- TASK TO COMPLETE:
Return each entry below without any alteration.

- MATERIALS PROVIDED:
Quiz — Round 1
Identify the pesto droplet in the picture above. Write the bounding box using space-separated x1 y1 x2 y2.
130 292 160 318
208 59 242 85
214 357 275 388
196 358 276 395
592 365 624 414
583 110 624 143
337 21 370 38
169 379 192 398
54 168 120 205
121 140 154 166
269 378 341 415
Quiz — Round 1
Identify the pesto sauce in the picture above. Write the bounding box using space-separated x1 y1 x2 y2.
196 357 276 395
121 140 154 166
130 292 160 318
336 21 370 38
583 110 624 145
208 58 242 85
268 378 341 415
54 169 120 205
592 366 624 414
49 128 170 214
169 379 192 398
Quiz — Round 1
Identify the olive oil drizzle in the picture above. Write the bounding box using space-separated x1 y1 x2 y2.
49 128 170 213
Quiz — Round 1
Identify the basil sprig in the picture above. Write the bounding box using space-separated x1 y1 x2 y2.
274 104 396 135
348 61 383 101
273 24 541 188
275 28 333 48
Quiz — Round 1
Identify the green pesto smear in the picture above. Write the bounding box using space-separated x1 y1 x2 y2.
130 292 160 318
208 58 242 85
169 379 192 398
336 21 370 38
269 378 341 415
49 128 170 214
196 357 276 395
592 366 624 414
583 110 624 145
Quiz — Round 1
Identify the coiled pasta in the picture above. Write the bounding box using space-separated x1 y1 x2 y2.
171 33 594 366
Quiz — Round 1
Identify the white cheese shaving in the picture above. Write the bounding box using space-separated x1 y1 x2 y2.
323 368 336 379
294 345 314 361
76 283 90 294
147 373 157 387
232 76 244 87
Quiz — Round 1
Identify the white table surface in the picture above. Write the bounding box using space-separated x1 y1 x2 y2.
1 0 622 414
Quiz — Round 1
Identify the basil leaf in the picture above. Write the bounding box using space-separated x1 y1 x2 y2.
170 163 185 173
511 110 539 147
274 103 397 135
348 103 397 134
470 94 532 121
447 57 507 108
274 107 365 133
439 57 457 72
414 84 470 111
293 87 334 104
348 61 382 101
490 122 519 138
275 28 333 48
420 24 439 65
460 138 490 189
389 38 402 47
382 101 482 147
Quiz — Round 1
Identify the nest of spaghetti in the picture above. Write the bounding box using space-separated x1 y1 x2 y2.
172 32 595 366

- ANSWER BELOW:
Quiz — Round 1
Identify the pesto droplet in the picture above. Write the bounding box using space-separated x1 y1 x2 y2.
130 292 160 318
208 59 242 85
214 357 275 388
196 358 276 395
592 365 624 414
583 110 624 143
337 21 370 38
169 379 192 398
54 168 120 205
121 140 154 166
269 378 341 415
Quiz — Round 1
Identify the pesto sauce in the picture above. Write the bounding box using space-separated x1 y1 x2 y2.
196 357 276 395
121 140 154 166
130 292 160 318
336 21 370 38
583 110 624 145
208 58 242 85
268 378 341 415
54 169 120 205
592 366 624 414
49 128 170 214
169 379 192 398
Quiz — Round 1
Identify the olive oil drizzle in the picture above. Write the bounding box using space-separated x1 y1 x2 y2.
49 128 170 213
Quiz — Round 1
Identify the basil sprig in the picture above. Write the bounding box using space-separated x1 y1 x2 y2.
274 104 396 135
348 61 383 101
273 24 541 188
275 28 333 48
Quiz — Round 1
Identify the green pesto smear in the picture above. Write the bounding box using space-separated x1 y1 x2 y2.
130 292 160 318
208 58 242 85
169 379 192 398
336 21 370 38
269 378 341 415
49 128 170 214
196 357 276 395
592 366 624 414
583 110 624 145
Quiz — Round 1
Identify the coiled pasta in the picture above. Write the bounding box using space-separated x1 y1 x2 y2.
171 33 594 366
Quiz — Round 1
Identify the white cheese shaving in the picture above. Write the bounding box using space-separated x1 y1 x2 y2.
323 368 336 379
294 345 314 361
76 283 90 294
147 373 157 387
232 76 244 87
Quiz — Round 1
Identify the white table surface in the picture above. Write the bounding box using space-separated x1 y1 x2 y2.
1 0 622 414
Quiz — Round 1
Identify the basil leaf in the picture above. Write the bounding box using space-separated x1 y1 x2 y2.
170 163 185 173
511 110 539 147
274 103 397 135
348 103 397 134
470 94 532 121
447 57 507 108
274 107 365 133
439 57 457 72
414 84 470 111
293 87 334 104
348 61 382 101
490 122 519 138
275 28 333 48
420 24 439 65
460 138 490 189
389 38 402 47
382 101 482 147
Quiz — Round 1
Identify the nest of spaghetti in the picture above. Write the bounding box using space-separated x1 y1 x2 y2.
172 32 595 366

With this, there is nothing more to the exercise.